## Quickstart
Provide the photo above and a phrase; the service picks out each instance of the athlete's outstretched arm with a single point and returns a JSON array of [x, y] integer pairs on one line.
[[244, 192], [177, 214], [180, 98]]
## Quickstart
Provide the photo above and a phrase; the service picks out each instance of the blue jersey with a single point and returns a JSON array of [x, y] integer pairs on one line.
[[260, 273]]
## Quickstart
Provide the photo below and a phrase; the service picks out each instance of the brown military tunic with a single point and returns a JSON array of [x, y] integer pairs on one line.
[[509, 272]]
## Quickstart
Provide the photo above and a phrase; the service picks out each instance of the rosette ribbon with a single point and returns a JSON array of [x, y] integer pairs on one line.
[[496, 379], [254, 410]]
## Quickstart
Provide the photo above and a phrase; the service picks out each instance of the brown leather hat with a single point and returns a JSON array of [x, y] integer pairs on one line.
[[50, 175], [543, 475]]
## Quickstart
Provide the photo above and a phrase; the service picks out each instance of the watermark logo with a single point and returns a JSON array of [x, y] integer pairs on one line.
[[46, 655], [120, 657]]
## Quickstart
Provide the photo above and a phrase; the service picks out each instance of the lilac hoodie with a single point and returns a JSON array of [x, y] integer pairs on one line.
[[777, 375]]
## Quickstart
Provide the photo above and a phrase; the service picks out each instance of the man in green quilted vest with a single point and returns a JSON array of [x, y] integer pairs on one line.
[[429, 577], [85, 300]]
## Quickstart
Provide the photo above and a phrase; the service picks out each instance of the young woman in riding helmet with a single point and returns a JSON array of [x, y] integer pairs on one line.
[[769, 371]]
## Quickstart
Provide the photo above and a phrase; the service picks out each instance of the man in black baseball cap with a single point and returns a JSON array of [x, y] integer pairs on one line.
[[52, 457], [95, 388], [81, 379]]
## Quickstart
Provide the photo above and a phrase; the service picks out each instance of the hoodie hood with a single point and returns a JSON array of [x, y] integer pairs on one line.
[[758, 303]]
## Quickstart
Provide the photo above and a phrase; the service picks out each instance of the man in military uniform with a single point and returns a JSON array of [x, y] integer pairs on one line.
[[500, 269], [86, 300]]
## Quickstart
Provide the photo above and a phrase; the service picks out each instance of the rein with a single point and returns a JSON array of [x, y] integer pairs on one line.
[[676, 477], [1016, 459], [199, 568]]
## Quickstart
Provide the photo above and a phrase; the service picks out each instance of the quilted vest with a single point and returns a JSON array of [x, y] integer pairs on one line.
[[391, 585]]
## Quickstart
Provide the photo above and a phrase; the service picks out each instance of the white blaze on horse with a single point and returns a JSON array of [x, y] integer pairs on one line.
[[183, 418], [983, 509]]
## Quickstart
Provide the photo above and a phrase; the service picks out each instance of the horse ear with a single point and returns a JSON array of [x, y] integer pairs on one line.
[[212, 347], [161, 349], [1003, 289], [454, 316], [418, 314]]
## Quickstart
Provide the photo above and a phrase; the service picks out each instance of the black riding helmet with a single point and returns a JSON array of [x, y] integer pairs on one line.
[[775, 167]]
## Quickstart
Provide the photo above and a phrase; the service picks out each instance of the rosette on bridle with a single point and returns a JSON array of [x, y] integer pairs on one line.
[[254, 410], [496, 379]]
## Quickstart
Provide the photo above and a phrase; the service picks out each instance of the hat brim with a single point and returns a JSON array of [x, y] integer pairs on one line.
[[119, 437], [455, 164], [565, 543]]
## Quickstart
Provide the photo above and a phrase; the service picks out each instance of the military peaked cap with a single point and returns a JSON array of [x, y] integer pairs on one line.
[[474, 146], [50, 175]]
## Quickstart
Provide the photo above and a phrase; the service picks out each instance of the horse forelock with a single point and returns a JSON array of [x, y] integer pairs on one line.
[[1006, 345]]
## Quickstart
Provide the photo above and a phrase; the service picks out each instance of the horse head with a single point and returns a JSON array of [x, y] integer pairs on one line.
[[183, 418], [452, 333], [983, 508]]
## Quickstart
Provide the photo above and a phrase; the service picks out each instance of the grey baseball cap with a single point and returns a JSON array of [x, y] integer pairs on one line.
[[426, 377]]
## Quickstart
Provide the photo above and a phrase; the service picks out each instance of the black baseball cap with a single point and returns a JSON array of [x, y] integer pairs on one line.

● **GOAL**: Reproduce the listing above word for word, keeping every line in its original order.

● **COMPLETED TASK**:
## Quickstart
Provide the photo above and a phrase; the service picks out each instance of the athlete's outstretched arm with a single point and returns a JSON array of [x, y] integer pairs on one line.
[[244, 192], [177, 214], [180, 98]]
## Quickstart
Provide the photo above and a phrase; the service picks out each instance of the blue jersey with a single point and returns a JSON array of [x, y] integer pairs on one line.
[[260, 273]]
## Quickstart
Provide the photo below and a phrase; the service picks out each instance of the brown military tunic with a single point and returns a JSON array of [x, y] integer pairs on one line.
[[509, 272]]
## Quickstart
Provide the photo above and a phrase; the service picks out each instance of the rosette ribbon with a single point and returns a JSON array of [x, y] integer pairs on one line.
[[496, 379], [254, 410]]
## Quickstart
Provide the photo above and a phrase; the service picks out each instance of the brown leather hat with a single point and returns a JSON array of [x, y] integer pairs on one line.
[[50, 175], [543, 475]]
## Quickstart
Provide the photo above and a phrase; the service picks out each instance of the watermark logo with a single point and returns a JSON array of [x, y] integer pairs on one line.
[[46, 655], [120, 657]]
## Quickstart
Provide the photo above and a phrase; the service picks out each instance of the lilac hoodie with a single point and returns a JSON array of [x, y] integer pairs on one line.
[[777, 375]]
## Quickstart
Provide the photo above and a phrase; the service picks out each instance of the man in green quilted vest with a single point and returns a JSON array of [x, y] integer pairs on one line.
[[429, 577], [85, 300]]
## Quickstart
Provide the photo above and a phrase; the service picks out each instance of the young woman in riding helmet with a single point and returns a JSON array of [x, y] integer pairs on one line.
[[769, 371]]
## Quickstart
Provide the photo above and a phrase; the service picks out each instance of the man in black baseball cap with a single point and returns a JSON array of [x, y] integer pairs on one line.
[[52, 457], [95, 388], [81, 379]]
## Quickstart
Provide the photo above and a phrase; the service picks out each instance of the hoodie hood with a single point and returns a JSON array of [x, y] integer pairs on one line.
[[758, 303]]
## Quickstart
Provide the photo above and a phrase; the service picks out each instance of the man in military uniform with a single point and returns a JSON array of [x, y] integer pairs on one line.
[[500, 269], [86, 300]]
## Quickstart
Provide the photo above and a phrase; the service picks out each instance of the rein with a single point and returns a JSON array of [x, y] integer pairs on one line.
[[676, 477], [1016, 459], [199, 568]]
## Quickstart
Provide the photo above and a phrase; the service picks out each instance of the quilted vest with a single point and returns a JSON array of [x, y] integer pairs on one line.
[[391, 585]]
## Quickstart
Provide the photo above and a phrase; the service picks out each instance of the white blaze on horse with a single point and returns a JSON array of [x, y] integer pairs on one line.
[[183, 418], [983, 509]]
## Quickstart
Provide the photo above and a phrase; the service picks out each instance of the horse ear with a single point and returns a JSON array of [x, y] integer pairs on one line.
[[212, 347], [161, 349], [1003, 289], [454, 316], [418, 314]]
## Quickstart
Provide the photo above and a phrase; the service picks out each instance of the black riding helmet with a single point and returns a JSON array of [x, y] integer pairs on one line.
[[775, 167]]
## Quickstart
Provide the photo above and a phrase; the service picks out each instance of the rosette on bridle with a single point and returns a JSON array of [x, y] integer pairs on one line.
[[254, 410], [496, 379]]
## Quickstart
Provide the photo above and a phrase; the service picks out each instance of the hat brim with a single point and returns a JSON array of [x, y] integer pairs on one line.
[[119, 437], [455, 164], [565, 543]]
## Quickstart
Provide the photo above and a phrase; the service picks out each instance of the military peaked cap with a single point and returns a JSON array of [x, y] integer pairs on one line.
[[474, 146], [50, 175]]
## Quickstart
Provide the photo above and a phrase; the service picks out each instance of the horse forelock with a single point and returns a JSON array of [x, y] integer pairs on one line.
[[1006, 345]]
## Quickstart
Provide the photo above and a phrase; the service picks out each instance of the horse head with a single point and returns a JSON array of [x, y] integer pairs on one line.
[[183, 418], [452, 333], [983, 508]]
## Quickstart
Provide the photo above and a phrase; the service picks out each instance of the grey baseball cap with a single point and returns a JSON array of [x, y] integer pairs on one line.
[[426, 377]]
## Quickstart
Provide the photo above and a phrase; the service picks out each instance of the black baseball cap with a single point and returns a JSON array of [x, y] integer pairs on one line.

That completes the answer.